Set task:
Copy the material from the line with "TASK = point to the man's back, one" to the line with "TARGET = terraced field", changing "patterned shawl" to "printed shawl" and keeping everything else the same.

Task inputs:

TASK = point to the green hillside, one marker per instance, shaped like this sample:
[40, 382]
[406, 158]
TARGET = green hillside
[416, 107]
* * *
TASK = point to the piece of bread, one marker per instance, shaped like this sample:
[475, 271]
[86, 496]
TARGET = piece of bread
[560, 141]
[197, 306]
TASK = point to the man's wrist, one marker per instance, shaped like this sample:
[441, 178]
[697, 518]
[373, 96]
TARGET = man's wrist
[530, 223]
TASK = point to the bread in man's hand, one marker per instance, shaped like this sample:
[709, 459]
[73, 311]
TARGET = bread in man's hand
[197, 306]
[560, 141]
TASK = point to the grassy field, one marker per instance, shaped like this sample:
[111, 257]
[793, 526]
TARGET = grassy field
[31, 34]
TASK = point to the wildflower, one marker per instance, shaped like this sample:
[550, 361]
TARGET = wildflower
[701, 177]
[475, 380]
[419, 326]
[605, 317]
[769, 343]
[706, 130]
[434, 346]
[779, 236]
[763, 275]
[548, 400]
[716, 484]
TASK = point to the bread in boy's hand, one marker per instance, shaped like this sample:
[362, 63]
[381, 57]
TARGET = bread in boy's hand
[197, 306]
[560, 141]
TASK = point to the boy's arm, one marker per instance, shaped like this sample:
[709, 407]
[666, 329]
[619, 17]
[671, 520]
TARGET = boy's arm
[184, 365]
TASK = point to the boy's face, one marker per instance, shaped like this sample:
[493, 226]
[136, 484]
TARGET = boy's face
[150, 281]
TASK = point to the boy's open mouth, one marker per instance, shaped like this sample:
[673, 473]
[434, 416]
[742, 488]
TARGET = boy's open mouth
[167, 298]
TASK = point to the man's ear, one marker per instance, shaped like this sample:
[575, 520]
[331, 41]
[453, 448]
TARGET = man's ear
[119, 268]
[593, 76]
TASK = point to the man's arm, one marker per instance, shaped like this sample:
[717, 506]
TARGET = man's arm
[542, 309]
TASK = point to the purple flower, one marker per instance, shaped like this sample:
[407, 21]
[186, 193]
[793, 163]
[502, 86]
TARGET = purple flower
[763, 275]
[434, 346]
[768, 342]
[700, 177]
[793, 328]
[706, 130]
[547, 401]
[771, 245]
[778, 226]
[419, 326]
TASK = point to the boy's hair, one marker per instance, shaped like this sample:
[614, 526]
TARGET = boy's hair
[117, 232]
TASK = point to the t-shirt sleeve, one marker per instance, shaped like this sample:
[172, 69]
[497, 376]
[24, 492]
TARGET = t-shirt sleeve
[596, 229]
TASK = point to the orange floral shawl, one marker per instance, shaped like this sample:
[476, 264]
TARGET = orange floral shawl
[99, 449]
--
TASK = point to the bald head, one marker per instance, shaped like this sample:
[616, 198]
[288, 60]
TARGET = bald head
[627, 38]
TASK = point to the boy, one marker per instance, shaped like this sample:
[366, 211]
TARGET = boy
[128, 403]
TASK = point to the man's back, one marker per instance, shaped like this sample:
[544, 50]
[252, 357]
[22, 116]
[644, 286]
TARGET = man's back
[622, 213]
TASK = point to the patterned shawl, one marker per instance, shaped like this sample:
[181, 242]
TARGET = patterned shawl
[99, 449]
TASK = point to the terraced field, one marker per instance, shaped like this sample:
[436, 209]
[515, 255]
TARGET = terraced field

Output of the task:
TASK = point to the man's back, one marker per instance, shaped like this sample:
[544, 50]
[252, 357]
[22, 116]
[644, 286]
TARGET = man's back
[622, 213]
TASK = point to the printed shawl, one marker per instance, shaped like this sample:
[181, 242]
TARGET = printed shawl
[99, 449]
TASK = point to the terraced field, one marker per instance, shaped like this sample:
[436, 209]
[515, 255]
TARGET = terraced field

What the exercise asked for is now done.